AIM OF THE TASK: I would like you to print all the records below exactly as they are.

DATA FOR THIS EXERCISE: Begin

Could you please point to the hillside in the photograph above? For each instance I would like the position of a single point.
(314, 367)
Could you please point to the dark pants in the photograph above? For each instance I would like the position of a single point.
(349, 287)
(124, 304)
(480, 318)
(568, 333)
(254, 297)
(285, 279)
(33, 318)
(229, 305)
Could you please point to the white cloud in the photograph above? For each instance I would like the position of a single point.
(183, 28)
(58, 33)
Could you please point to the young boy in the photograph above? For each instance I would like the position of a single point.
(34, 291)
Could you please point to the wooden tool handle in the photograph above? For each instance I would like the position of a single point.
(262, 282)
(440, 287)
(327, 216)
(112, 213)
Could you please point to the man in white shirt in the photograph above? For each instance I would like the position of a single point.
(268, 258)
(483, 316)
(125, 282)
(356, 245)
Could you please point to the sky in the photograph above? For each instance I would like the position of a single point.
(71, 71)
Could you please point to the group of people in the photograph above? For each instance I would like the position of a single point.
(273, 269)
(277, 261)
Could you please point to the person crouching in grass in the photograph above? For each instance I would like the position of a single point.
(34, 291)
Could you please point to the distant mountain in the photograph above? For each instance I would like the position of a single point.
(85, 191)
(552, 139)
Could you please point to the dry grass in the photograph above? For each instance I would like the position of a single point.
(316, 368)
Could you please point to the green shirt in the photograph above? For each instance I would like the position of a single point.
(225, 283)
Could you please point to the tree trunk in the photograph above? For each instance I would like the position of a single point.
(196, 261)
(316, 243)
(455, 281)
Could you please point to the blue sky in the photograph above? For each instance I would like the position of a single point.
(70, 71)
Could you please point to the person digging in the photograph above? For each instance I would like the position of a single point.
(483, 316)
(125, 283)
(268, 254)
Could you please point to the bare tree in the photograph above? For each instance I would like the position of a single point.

DATA FOR THIS EXERCISE: End

PROBLEM SOLUTION:
Could you please point to the hillside in the photograph above? For each instance I would like the position of a single point.
(314, 367)
Could you please point to the dark pants in the photograph above? For each instance I would like the position of a single point.
(349, 287)
(124, 304)
(480, 318)
(568, 333)
(254, 297)
(285, 279)
(33, 318)
(229, 305)
Could you please point to the white cloud in the photograph above? For each instance I would like the position of a single point.
(183, 28)
(58, 33)
Could you please point to the young boy in the photograph above? For each instance I would like the position of a single point.
(34, 291)
Could you please point to the wooden tool handle in the photograph above? For each instance I would like the position of a single point.
(262, 282)
(440, 287)
(327, 216)
(112, 213)
Could you please point to the man in white shirt in the photograph above? For each instance I would like the position of a single point.
(268, 258)
(483, 316)
(125, 282)
(356, 245)
Could you please point to the sky in the photograph above? For each instance I would like the position of a single point.
(71, 71)
Could you please point to the group of people in the photograph above? For each instance I would like the position of a single point.
(273, 269)
(277, 261)
Could you please point to the person crouching in grass in the photograph above? For each instance I would like the position of a single point.
(34, 291)
Could you please point to the distant mountain in the photograph above? For each instance I would like the position of a single point.
(85, 191)
(552, 139)
Could you please point to the dry grass in the photograph above? For each instance I would like the position of a single point.
(316, 368)
Could you please point to the green shirt in the photograph above? For each instance I would like the position of a single point.
(225, 283)
Could you please point to the tree trunk in the photograph above? For each instance I would like the position of a single point.
(196, 261)
(316, 243)
(455, 281)
Could you please point to the blue sky in the photograph above? For each instance I would like the position of a single point.
(70, 71)
Could you please point to the person digging in the photograph above? For each instance I would like the position of a single point.
(483, 316)
(125, 283)
(268, 254)
Could you please point to the bare tree in the photograph above? For each instance I would like the position of a single point.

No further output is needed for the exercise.